## PROBLEM
In the Python concurrency excerpt below, rewrite the paragraph that begins "For CPU-bound tasks" as a short bulleted list that keeps its main facts.

## READING PASSAGE
begin

Output (order varies by completion time):

[200] https://httpbin.org/get
[200] https://httpbin.org/delay/0
[404] https://httpbin.org/status/404
[500] https://httpbin.org/status/500
[200] https://httpbin.org/status/200

as_completed(future_to_url) yields futures in the order they finish, not the order they were submitted. This is ideal for displaying progress or handling results the moment they are ready. The future.result() call either returns the return value of your function or re-raises any exception that occurred inside the worker.

Collecting Future results — submit() returns a Future. The result arrives when it arrives.

ProcessPoolExecutor: True Parallel CPU Work

For CPU-bound tasks, threads provide no speedup because the GIL prevents true parallel execution. ProcessPoolExecutor spawns separate Python interpreter processes, each with its own GIL and memory space, enabling genuine multi-core parallelism.

# process_pool.py
import math
import time
from concurrent.futures import ProcessPoolExecutor

def is_prime(n):
    """CPU-intensive primality test."""
    if n < 2:
        return n, False
    if n == 2:
        return n, True
    if n % 2 == 0:
        return n, False
    for i in range(3, int(math.isqrt(n)) + 1, 2):
        if n % i == 0:
            return n, False
    return n, True

# Large numbers that require real computation to check
numbers = [
    999_999_937,
    999_999_929,
    999_999_893,
    999_999_883,
    999_999_877,
    999_999_613,
    999_999_541,
    999_999_527,
]

start = time.perf_counter()
with ProcessPoolExecutor() as executor:
    results = list(executor.map(is_prime, numbers))
elapsed = time.perf_counter() - start

for n, prime in results:
    status = "PRIME" if prime else "composite"
    print(f"{n:>15,}  {status}")
print(f"\nChecked {len(numbers)} numbers in {elapsed:.2f}s")

# What if __name__ == '__main__' is omitted?
# On Windows: RuntimeError -- processes can't spawn without this guard.

end

## Rows of box annotation data

begin

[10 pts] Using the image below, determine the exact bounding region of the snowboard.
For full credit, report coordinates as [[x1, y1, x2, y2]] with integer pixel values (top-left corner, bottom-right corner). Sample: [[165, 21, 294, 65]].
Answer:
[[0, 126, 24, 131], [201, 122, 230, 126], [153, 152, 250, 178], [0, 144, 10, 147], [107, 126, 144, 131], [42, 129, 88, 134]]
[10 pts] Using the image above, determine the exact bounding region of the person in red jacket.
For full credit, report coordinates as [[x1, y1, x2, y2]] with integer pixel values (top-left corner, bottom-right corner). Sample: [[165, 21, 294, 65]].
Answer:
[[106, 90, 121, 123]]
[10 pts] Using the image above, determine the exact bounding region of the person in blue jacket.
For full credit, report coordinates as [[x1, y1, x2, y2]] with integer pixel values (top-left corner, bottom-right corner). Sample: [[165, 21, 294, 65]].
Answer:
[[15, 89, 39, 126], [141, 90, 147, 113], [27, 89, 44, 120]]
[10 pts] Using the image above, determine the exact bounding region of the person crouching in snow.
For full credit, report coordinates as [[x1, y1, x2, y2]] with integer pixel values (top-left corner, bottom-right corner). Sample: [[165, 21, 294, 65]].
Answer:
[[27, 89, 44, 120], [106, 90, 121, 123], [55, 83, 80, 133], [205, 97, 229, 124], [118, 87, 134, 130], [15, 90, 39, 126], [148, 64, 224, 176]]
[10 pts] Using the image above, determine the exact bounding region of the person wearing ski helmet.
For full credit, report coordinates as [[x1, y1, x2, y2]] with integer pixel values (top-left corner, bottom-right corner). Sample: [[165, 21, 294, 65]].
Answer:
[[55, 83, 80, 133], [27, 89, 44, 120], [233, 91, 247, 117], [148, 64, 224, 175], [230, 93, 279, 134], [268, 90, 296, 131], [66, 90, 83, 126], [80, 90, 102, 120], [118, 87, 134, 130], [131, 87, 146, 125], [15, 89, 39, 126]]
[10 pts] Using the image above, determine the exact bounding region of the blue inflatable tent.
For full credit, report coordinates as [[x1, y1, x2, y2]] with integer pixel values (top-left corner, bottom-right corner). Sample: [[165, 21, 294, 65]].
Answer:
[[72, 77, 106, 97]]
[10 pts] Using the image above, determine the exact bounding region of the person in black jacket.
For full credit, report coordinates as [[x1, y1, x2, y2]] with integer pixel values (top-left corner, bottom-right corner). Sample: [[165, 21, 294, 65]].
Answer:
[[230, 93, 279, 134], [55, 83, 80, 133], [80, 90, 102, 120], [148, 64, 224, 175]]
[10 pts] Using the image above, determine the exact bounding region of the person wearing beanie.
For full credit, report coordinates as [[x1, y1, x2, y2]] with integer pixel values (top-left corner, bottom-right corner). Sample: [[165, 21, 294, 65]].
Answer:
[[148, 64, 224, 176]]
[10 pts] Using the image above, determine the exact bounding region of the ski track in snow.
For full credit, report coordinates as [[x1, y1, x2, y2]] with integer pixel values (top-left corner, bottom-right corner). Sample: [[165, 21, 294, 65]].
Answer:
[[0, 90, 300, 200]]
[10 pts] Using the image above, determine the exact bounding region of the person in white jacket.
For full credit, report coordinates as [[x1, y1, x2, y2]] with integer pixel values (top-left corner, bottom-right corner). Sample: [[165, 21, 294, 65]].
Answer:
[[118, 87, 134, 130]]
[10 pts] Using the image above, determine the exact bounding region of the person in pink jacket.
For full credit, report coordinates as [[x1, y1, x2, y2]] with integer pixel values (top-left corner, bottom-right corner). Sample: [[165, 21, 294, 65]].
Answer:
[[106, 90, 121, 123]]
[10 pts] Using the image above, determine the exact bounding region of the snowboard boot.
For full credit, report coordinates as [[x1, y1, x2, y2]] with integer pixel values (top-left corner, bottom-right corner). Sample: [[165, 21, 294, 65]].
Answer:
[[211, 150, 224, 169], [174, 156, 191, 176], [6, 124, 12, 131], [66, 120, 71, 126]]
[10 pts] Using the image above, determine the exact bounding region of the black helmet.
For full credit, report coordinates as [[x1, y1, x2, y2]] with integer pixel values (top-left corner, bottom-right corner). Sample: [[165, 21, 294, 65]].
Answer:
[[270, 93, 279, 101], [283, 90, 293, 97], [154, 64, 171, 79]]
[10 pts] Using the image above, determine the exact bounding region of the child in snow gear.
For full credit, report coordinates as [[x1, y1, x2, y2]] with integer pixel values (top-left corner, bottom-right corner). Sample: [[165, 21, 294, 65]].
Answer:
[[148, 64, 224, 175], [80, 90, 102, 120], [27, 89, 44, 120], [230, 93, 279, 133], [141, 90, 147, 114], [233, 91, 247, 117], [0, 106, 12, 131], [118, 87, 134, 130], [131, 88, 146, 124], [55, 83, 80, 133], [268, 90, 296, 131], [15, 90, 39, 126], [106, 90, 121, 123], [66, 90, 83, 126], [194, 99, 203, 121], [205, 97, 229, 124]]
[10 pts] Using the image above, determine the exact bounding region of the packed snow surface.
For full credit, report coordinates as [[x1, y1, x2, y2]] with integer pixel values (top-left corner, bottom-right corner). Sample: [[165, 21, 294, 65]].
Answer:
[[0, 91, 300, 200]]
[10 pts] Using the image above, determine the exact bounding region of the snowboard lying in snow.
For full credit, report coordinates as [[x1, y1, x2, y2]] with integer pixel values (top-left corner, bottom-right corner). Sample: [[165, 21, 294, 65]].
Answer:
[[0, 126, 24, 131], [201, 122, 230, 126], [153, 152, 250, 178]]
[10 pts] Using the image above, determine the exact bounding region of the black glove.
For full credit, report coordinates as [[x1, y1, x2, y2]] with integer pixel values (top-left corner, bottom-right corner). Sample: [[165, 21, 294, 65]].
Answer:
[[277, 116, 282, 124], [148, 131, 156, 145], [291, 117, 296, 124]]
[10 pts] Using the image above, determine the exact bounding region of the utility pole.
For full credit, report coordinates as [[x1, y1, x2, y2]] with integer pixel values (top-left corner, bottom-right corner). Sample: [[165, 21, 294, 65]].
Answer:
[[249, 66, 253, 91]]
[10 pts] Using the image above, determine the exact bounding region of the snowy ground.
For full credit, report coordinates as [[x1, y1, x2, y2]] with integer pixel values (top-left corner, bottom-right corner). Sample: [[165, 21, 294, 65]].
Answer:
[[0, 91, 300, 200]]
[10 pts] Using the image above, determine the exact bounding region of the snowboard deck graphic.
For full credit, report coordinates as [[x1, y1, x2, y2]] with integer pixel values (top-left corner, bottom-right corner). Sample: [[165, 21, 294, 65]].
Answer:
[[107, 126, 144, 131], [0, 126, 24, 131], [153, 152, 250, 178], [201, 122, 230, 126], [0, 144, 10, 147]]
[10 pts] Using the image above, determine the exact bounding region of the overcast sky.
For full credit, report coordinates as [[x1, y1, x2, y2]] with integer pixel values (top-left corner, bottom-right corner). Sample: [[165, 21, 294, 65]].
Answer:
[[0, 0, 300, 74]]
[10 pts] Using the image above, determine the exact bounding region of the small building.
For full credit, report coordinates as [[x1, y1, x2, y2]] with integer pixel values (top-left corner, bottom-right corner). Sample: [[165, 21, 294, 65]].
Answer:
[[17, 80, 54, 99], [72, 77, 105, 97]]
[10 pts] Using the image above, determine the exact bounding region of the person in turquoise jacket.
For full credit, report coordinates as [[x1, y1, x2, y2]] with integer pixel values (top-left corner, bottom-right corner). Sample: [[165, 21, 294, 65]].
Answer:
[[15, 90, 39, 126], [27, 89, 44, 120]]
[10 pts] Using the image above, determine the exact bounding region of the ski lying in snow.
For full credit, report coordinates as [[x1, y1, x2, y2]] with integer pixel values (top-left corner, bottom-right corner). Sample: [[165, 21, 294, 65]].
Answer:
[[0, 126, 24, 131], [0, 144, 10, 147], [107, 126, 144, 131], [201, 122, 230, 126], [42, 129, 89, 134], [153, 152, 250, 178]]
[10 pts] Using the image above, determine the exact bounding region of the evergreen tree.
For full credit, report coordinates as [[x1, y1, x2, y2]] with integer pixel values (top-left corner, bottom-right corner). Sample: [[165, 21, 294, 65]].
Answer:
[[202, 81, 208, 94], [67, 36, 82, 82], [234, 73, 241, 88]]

end

## SOLVED EXERCISE
- Threads give no speedup for CPU-bound tasks, because the GIL blocks true parallel execution.
- ProcessPoolExecutor starts separate Python interpreter processes.
- Each process has its own GIL and memory space.
- This allows real parallelism across multiple cores.